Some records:
##########

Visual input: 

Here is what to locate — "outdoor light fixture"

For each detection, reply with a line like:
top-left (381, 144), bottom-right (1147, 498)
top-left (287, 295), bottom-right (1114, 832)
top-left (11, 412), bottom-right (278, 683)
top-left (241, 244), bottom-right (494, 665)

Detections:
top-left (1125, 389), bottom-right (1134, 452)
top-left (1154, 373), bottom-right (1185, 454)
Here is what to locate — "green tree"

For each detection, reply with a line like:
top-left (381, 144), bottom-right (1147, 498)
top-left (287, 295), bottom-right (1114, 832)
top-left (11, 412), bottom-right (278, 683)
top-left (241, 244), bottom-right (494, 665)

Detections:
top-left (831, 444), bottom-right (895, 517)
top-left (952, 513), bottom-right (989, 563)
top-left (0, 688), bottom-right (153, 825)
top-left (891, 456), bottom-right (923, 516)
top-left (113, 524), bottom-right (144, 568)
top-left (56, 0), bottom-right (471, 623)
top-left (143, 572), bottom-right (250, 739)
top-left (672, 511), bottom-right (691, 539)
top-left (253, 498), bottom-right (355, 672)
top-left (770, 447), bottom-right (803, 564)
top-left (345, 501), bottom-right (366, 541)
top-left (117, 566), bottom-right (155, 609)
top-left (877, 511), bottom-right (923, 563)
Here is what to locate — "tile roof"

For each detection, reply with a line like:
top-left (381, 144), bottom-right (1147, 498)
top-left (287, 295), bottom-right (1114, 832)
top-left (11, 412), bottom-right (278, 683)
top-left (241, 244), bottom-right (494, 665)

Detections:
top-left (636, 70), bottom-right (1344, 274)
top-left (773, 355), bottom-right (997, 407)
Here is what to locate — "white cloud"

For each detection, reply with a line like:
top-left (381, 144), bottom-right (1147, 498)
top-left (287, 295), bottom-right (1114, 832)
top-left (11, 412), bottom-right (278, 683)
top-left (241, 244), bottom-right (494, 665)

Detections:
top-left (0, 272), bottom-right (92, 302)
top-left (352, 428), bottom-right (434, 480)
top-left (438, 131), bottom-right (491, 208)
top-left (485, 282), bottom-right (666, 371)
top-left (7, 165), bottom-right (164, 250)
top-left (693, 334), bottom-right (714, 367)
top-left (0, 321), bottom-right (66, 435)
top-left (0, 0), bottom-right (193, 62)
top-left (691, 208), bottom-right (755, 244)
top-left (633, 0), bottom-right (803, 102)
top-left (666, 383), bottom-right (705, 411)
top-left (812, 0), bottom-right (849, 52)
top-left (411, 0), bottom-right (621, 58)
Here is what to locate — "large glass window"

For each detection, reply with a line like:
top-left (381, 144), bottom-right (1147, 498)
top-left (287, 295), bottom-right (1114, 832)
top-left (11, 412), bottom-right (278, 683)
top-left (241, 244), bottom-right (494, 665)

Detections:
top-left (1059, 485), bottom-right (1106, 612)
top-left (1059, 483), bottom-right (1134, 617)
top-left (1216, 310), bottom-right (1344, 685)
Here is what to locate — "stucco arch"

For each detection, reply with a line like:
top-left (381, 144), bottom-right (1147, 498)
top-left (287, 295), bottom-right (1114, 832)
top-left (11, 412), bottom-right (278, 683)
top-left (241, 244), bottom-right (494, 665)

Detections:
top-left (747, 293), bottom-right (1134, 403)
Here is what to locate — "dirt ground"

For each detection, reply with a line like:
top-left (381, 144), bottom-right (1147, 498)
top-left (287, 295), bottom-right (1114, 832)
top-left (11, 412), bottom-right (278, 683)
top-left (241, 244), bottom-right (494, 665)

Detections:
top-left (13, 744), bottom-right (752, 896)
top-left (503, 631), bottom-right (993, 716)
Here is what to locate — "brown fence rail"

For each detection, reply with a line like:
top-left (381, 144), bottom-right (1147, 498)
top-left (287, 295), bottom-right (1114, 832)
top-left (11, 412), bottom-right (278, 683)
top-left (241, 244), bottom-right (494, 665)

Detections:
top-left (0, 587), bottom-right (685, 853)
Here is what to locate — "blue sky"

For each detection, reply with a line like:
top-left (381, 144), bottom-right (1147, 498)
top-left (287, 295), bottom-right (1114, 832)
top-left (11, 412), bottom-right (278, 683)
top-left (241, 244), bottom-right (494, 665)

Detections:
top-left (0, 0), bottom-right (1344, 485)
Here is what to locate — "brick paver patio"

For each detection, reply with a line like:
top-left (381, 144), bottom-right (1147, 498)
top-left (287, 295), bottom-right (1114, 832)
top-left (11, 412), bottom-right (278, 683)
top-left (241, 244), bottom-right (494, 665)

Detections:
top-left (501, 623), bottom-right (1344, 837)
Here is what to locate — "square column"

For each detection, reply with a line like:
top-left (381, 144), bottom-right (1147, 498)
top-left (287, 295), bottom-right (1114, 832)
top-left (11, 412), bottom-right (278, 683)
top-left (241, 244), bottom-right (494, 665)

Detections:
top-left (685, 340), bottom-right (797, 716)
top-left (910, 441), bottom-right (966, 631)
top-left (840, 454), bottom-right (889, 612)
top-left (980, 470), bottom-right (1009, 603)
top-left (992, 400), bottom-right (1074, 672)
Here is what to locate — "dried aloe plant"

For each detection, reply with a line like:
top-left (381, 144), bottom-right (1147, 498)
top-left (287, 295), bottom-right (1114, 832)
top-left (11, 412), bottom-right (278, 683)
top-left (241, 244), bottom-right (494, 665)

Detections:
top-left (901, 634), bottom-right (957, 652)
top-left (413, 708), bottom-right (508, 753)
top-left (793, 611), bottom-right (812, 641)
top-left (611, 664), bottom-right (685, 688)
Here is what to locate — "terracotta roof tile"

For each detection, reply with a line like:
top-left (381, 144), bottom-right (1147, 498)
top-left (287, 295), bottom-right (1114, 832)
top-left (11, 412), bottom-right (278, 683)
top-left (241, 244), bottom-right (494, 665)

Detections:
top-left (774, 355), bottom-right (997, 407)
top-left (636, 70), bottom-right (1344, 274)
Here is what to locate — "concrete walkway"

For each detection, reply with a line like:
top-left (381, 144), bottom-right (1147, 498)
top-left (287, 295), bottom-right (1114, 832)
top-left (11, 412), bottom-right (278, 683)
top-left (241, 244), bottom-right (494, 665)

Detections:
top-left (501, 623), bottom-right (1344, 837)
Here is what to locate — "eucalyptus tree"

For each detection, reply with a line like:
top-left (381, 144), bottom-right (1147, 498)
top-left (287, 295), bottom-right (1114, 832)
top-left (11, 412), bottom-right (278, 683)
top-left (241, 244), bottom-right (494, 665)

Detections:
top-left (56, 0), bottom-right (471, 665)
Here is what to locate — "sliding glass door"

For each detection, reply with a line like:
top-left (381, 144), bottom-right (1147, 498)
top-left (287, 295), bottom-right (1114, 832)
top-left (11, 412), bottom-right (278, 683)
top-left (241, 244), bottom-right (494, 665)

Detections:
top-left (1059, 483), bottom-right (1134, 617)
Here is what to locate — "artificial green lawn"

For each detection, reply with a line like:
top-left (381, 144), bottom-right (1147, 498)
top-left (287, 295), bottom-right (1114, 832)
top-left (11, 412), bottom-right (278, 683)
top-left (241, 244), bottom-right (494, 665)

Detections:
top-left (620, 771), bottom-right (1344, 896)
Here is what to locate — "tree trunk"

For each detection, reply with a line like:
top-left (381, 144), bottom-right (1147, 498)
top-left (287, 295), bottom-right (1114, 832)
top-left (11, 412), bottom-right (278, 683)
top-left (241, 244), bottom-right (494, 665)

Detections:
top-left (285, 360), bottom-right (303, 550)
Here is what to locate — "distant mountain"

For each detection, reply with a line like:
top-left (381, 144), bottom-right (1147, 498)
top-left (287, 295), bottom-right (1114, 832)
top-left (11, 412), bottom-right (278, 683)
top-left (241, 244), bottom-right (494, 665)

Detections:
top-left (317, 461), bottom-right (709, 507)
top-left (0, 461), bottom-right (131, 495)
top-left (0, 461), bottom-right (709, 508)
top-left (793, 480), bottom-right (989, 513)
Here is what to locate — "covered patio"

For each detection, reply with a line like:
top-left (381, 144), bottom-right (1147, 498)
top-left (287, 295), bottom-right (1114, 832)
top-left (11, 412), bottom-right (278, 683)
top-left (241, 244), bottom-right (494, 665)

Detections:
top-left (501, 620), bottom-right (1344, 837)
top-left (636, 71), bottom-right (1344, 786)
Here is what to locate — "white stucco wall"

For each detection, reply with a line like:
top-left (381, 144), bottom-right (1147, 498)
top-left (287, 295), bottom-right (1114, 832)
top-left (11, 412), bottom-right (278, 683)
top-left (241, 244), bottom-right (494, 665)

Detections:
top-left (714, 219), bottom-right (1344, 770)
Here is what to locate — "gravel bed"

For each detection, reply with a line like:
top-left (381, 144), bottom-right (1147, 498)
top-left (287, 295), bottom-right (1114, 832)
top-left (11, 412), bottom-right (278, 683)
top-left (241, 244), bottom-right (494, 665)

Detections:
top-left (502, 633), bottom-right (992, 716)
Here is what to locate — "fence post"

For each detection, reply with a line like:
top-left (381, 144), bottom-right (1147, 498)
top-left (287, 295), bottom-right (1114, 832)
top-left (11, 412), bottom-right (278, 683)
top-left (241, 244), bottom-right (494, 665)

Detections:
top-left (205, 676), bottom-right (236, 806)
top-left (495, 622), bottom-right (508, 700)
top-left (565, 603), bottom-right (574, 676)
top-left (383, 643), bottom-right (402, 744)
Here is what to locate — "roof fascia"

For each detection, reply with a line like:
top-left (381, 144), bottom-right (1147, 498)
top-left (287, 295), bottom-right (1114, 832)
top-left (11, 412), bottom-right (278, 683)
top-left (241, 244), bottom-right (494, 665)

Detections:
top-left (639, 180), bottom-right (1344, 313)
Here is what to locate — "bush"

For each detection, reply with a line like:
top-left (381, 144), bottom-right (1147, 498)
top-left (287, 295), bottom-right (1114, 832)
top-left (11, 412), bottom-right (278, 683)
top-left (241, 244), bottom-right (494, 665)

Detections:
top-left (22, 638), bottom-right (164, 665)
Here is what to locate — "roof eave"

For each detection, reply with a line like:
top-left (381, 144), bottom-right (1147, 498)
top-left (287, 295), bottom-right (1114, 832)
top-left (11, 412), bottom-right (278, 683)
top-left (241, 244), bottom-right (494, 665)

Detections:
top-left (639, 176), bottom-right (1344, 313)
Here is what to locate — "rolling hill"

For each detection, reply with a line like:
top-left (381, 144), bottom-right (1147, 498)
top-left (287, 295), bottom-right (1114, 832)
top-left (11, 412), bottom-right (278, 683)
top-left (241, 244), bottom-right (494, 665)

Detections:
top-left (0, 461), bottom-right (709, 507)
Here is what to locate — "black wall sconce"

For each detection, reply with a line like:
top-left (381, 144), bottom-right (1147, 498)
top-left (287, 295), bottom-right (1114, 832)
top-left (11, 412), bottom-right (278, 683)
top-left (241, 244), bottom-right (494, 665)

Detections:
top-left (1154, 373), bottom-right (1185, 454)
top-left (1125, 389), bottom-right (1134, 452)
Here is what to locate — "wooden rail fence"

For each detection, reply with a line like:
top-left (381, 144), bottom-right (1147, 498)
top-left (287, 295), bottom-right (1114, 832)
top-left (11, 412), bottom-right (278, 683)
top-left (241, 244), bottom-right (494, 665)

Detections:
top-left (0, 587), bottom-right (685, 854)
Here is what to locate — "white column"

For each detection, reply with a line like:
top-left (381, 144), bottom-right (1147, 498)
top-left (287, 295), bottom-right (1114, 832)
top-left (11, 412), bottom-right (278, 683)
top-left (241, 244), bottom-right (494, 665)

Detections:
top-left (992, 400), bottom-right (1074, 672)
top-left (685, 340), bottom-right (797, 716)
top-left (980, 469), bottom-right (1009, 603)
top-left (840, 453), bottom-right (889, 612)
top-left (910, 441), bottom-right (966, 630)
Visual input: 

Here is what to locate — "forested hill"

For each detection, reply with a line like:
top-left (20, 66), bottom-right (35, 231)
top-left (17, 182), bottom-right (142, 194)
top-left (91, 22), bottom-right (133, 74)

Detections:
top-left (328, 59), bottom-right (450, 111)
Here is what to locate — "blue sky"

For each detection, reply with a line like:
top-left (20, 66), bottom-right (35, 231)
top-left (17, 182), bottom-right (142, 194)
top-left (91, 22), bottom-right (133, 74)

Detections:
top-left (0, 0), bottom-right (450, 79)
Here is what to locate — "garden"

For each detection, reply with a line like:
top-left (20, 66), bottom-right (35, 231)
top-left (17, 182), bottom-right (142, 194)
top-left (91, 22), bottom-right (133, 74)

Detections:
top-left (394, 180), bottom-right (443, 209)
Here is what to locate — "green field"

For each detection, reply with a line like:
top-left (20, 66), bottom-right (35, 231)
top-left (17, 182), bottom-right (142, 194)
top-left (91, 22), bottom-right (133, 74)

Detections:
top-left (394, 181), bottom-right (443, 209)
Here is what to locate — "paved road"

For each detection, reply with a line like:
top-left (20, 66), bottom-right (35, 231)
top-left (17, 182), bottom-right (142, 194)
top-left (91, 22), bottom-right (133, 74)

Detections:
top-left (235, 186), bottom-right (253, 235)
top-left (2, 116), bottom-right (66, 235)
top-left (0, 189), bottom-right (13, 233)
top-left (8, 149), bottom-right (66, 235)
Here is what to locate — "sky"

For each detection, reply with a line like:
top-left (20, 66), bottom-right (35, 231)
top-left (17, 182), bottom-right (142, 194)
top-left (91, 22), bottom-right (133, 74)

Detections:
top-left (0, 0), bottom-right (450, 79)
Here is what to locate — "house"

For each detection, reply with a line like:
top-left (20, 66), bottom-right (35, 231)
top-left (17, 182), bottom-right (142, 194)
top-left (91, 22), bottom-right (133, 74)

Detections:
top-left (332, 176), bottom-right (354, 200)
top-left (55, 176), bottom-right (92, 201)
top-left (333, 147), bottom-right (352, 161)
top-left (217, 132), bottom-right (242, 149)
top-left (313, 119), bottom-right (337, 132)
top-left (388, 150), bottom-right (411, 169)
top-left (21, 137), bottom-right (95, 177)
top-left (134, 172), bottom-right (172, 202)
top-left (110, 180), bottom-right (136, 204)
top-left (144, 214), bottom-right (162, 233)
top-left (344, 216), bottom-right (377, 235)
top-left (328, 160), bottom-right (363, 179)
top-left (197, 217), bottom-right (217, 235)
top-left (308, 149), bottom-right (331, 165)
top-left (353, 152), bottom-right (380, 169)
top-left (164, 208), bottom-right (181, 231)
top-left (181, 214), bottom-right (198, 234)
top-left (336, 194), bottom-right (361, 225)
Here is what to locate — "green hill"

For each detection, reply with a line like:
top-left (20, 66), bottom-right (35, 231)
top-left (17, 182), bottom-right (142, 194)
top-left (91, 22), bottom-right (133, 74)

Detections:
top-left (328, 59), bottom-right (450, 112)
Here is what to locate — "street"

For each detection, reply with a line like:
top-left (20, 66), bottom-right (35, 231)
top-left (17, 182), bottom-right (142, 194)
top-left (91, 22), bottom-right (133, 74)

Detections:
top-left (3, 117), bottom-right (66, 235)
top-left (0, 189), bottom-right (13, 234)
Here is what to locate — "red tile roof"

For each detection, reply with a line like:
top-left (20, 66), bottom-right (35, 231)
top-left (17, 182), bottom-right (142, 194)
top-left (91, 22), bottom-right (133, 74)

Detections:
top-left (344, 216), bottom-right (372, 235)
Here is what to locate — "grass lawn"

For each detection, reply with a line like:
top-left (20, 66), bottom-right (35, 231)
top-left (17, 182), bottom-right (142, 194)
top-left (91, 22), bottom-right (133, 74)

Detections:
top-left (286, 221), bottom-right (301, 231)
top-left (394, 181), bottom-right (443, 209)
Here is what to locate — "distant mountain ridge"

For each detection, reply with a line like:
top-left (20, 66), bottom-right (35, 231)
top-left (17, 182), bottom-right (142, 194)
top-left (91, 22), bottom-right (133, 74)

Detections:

##########

WRITTEN PROBLEM:
How many lines in the records above contain the string "stucco"? Case counts; reply with only the number.

EXERCISE ANSWER:
2